▶ **WRITTEN REQUEST**:
Can you express every line of the rows below as a Markdown table with two columns, "No." for the row number and "Line text" for the line itself, leaving out blank lines?

▶ **DATA SECTION**:
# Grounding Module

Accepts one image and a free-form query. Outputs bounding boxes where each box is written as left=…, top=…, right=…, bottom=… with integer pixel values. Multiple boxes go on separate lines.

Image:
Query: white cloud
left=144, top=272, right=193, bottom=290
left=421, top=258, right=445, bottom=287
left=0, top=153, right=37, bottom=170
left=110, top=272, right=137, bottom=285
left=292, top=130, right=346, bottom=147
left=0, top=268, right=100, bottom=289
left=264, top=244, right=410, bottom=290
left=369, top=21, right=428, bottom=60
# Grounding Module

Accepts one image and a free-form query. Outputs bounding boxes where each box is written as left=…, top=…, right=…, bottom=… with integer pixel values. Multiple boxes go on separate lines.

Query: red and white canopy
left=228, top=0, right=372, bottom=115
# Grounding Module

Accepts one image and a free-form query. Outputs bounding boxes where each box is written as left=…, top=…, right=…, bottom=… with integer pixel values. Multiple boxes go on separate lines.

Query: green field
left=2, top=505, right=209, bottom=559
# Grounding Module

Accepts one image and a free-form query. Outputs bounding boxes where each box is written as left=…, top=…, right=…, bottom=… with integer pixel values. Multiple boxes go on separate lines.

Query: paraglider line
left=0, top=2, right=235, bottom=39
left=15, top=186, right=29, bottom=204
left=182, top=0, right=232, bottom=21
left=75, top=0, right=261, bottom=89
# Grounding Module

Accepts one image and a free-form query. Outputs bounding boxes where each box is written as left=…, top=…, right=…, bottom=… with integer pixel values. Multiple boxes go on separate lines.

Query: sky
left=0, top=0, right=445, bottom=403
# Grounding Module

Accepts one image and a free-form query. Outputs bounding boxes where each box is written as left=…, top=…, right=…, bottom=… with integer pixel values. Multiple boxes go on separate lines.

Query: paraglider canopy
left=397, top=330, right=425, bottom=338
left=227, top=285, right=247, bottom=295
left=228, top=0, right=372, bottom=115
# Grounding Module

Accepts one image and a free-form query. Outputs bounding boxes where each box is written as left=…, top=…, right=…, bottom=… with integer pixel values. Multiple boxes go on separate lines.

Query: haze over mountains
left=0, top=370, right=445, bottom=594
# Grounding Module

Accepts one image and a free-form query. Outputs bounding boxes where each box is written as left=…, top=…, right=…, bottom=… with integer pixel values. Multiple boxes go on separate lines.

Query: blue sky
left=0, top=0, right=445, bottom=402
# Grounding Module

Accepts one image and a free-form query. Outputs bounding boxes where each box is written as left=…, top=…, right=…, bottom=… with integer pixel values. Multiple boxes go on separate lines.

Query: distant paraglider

▶ **RESPONSE FOR THIS EXERCISE**:
| No. | Line text |
|---|---|
| 1 | # Grounding Module |
| 2 | Accepts one image and a free-form query. Outputs bounding boxes where each box is written as left=…, top=…, right=…, bottom=… with integer pixel values. Multiple boxes go on separate lines. |
| 3 | Image: |
| 4 | Query: white cloud |
| 5 | left=144, top=272, right=193, bottom=290 |
| 6 | left=421, top=258, right=445, bottom=287 |
| 7 | left=0, top=153, right=37, bottom=170 |
| 8 | left=110, top=272, right=137, bottom=285 |
| 9 | left=292, top=130, right=346, bottom=147 |
| 10 | left=0, top=268, right=100, bottom=289 |
| 11 | left=264, top=244, right=410, bottom=290 |
| 12 | left=369, top=21, right=428, bottom=60 |
| 13 | # Grounding Module |
| 14 | Accepts one image and a free-form query. Outputs bounding boxes where each box is written as left=…, top=…, right=…, bottom=… with integer pixel values. Multiple boxes go on separate lines. |
| 15 | Query: red and white canopy |
| 16 | left=228, top=0, right=372, bottom=115 |
| 17 | # Grounding Module |
| 18 | Accepts one image and a free-form query. Outputs bounding boxes where each box is written as left=…, top=…, right=…, bottom=… with integer pixel values. Multiple boxes go on separate lines. |
| 19 | Query: green field |
| 20 | left=2, top=505, right=209, bottom=559 |
| 21 | # Grounding Module |
| 22 | Accepts one image and a free-form query. Outputs bounding boxes where each box is written as left=…, top=…, right=…, bottom=… with integer pixel values. Multiple boxes go on separate lines. |
| 23 | Query: paraglider line |
| 24 | left=0, top=2, right=235, bottom=39 |
| 25 | left=15, top=186, right=29, bottom=204 |
| 26 | left=182, top=0, right=232, bottom=21 |
| 27 | left=75, top=0, right=261, bottom=89 |
| 28 | # Grounding Module |
| 29 | Accepts one image and a free-form query. Outputs bounding boxes where each box is written as left=…, top=…, right=…, bottom=… with integer pixel values. Multiple boxes go on separate lines. |
| 30 | Query: sky |
| 31 | left=0, top=0, right=445, bottom=403 |
| 32 | # Grounding Module |
| 33 | Accepts one image and a free-form query. Outputs bounding boxes where each box is written as left=…, top=…, right=…, bottom=… with integer pixel values. Multiple boxes go on separate lines. |
| 34 | Query: paraglider canopy |
| 35 | left=397, top=330, right=425, bottom=338 |
| 36 | left=227, top=285, right=247, bottom=295 |
| 37 | left=228, top=0, right=372, bottom=115 |
| 38 | # Grounding Module |
| 39 | Accepts one image and a free-form query. Outputs bounding boxes where each box is written as left=…, top=…, right=…, bottom=… with integer pixel values. Multiple boxes go on separate lines. |
| 40 | Query: haze over mountains |
| 41 | left=0, top=370, right=445, bottom=594 |
| 42 | # Grounding Module |
| 43 | Accepts one image and a free-form query. Outputs bounding boxes where each box is written as left=…, top=…, right=…, bottom=… with integer pixel values. Multiple boxes go on separate lines. |
| 44 | Query: blue sky |
| 45 | left=0, top=0, right=445, bottom=402 |
| 46 | # Grounding Module |
| 47 | Accepts one image and a free-form query. Outputs bounding boxes where each box is written as left=…, top=…, right=…, bottom=… with integer pixel values. Multiple boxes go on separate lines. |
| 48 | Query: distant paraglider |